■ Set exercise ■
Format every line of the items below as a JSON array of strings, one string per line, and skip any blank lines.

:: Data supplied ::

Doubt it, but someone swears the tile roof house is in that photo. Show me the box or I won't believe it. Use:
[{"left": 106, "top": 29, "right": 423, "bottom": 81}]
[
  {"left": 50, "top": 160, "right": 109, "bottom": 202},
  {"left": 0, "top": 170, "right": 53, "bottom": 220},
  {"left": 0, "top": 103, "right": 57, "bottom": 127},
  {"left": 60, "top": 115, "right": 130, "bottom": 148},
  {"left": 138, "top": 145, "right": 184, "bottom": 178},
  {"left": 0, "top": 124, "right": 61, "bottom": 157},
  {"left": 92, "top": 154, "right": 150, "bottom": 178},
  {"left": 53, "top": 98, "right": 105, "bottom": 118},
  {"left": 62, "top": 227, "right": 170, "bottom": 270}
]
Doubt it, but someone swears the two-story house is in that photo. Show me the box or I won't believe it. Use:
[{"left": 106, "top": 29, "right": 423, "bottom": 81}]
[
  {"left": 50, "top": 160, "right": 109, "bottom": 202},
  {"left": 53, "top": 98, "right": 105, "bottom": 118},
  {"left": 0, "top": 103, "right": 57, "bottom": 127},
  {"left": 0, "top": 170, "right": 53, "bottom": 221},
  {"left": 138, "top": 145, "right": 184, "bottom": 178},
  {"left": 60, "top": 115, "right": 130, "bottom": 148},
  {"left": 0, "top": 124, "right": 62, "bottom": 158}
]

:::

■ Exercise result ■
[
  "Doubt it, but someone swears the tile roof house is in that photo. Show me the box or I won't believe it. Use:",
  "[{\"left\": 106, \"top\": 29, \"right\": 423, \"bottom\": 81}]",
  "[",
  "  {\"left\": 50, \"top\": 160, \"right\": 109, \"bottom\": 202},",
  "  {\"left\": 0, \"top\": 170, \"right\": 53, \"bottom\": 220},",
  "  {\"left\": 0, \"top\": 103, \"right\": 57, \"bottom\": 127},",
  "  {\"left\": 60, \"top\": 115, \"right\": 130, \"bottom\": 148},",
  "  {\"left\": 138, \"top\": 145, \"right\": 184, \"bottom\": 178},",
  "  {\"left\": 0, \"top\": 124, \"right\": 61, \"bottom\": 157},",
  "  {\"left\": 92, \"top\": 154, \"right\": 150, \"bottom\": 178},",
  "  {\"left\": 53, \"top\": 98, \"right\": 105, \"bottom\": 118},",
  "  {\"left\": 62, \"top\": 227, \"right\": 170, \"bottom\": 270}",
  "]",
  "Doubt it, but someone swears the two-story house is in that photo. Show me the box or I won't believe it. Use:",
  "[{\"left\": 106, \"top\": 29, \"right\": 423, \"bottom\": 81}]",
  "[",
  "  {\"left\": 50, \"top\": 160, \"right\": 109, \"bottom\": 202},",
  "  {\"left\": 53, \"top\": 98, \"right\": 105, \"bottom\": 118},",
  "  {\"left\": 0, \"top\": 103, \"right\": 57, \"bottom\": 127},",
  "  {\"left\": 0, \"top\": 170, \"right\": 53, \"bottom\": 221},",
  "  {\"left\": 138, \"top\": 145, \"right\": 184, \"bottom\": 178},",
  "  {\"left\": 60, \"top\": 115, \"right\": 130, \"bottom\": 148},",
  "  {\"left\": 0, \"top\": 124, \"right\": 62, \"bottom\": 158}",
  "]"
]